[START Material provided]
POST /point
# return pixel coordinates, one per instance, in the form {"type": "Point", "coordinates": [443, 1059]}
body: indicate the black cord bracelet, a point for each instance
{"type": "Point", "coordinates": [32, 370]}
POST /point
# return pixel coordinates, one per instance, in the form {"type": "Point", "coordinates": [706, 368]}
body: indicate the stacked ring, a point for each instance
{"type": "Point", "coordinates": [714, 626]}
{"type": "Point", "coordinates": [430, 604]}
[END Material provided]
[START Material provided]
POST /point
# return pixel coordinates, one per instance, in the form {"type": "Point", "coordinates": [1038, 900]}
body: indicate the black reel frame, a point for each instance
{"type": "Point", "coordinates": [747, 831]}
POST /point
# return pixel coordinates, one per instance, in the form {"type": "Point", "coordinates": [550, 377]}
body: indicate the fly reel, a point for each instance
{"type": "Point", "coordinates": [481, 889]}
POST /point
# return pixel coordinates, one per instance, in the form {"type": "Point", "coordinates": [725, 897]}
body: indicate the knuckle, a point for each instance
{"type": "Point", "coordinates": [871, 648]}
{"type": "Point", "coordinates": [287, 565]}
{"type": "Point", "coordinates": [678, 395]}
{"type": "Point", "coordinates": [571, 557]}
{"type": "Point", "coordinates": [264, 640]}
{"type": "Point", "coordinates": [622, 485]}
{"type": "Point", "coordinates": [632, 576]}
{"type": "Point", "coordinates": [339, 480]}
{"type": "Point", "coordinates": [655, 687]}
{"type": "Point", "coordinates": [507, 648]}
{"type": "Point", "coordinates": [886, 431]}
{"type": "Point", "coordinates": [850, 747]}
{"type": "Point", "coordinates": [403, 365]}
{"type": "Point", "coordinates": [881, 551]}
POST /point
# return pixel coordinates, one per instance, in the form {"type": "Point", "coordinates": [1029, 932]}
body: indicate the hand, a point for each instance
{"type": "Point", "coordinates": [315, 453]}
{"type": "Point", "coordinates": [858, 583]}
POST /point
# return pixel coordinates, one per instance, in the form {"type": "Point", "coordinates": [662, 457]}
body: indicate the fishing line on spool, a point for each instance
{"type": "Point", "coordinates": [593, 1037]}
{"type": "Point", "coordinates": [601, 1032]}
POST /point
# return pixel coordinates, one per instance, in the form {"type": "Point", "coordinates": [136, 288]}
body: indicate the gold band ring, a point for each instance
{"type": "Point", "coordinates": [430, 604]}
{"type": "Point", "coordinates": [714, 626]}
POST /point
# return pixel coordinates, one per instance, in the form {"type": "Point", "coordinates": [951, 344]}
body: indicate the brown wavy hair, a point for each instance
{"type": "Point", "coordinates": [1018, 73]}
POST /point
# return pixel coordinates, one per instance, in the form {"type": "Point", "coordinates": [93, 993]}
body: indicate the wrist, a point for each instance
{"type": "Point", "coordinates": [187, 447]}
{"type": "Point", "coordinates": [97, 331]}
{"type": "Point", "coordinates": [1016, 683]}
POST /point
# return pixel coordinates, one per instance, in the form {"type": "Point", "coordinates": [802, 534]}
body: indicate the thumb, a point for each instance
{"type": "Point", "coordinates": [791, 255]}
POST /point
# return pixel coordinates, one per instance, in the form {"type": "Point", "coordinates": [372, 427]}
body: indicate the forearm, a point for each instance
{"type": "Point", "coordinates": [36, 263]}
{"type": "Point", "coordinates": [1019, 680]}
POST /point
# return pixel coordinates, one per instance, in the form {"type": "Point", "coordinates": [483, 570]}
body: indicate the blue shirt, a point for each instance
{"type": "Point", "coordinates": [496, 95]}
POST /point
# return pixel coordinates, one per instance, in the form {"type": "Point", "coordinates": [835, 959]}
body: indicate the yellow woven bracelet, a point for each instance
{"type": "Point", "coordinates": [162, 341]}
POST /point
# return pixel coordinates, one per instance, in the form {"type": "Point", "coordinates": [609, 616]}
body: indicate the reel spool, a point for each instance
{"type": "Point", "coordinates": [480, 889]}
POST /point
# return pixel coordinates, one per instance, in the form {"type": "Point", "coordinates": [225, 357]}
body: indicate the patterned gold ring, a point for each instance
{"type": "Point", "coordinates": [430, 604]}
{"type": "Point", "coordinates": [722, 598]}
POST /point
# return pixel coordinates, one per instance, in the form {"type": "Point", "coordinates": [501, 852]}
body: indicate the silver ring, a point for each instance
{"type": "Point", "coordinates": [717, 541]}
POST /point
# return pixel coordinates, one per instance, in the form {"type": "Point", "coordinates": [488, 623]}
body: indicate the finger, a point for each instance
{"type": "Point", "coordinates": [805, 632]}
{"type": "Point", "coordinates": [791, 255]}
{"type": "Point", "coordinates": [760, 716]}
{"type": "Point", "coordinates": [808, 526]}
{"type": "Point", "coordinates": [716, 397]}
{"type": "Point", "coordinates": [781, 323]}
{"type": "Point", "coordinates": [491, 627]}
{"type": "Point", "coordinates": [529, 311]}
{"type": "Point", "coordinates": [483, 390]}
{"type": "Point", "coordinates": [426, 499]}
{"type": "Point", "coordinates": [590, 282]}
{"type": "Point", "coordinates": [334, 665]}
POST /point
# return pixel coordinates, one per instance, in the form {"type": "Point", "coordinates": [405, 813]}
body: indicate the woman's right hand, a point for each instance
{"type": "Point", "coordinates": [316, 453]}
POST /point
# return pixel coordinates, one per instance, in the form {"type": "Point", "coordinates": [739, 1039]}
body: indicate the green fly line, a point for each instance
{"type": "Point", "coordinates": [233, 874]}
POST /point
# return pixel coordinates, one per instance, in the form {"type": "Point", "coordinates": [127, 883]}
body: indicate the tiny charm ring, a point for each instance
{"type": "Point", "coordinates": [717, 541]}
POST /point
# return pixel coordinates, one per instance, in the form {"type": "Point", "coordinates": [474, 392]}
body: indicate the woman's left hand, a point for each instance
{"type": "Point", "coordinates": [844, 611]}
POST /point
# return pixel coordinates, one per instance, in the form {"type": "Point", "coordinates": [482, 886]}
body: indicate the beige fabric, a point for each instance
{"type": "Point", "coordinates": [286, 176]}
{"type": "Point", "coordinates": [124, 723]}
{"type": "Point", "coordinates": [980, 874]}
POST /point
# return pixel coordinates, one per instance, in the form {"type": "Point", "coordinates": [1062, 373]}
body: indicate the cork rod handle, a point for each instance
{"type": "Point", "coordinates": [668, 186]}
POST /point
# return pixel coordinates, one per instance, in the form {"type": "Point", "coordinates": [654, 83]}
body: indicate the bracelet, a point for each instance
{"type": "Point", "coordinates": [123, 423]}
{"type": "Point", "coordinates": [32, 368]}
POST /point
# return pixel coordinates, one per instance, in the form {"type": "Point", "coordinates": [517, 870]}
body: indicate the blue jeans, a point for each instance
[END Material provided]
**Your task**
Filter the listing above and copy out every line that contains the word "bracelet".

**Result**
body: indicate the black cord bracelet, a point for each instance
body: indicate the yellow woven bracelet, a point for each instance
body: indicate the bracelet, a point for each instance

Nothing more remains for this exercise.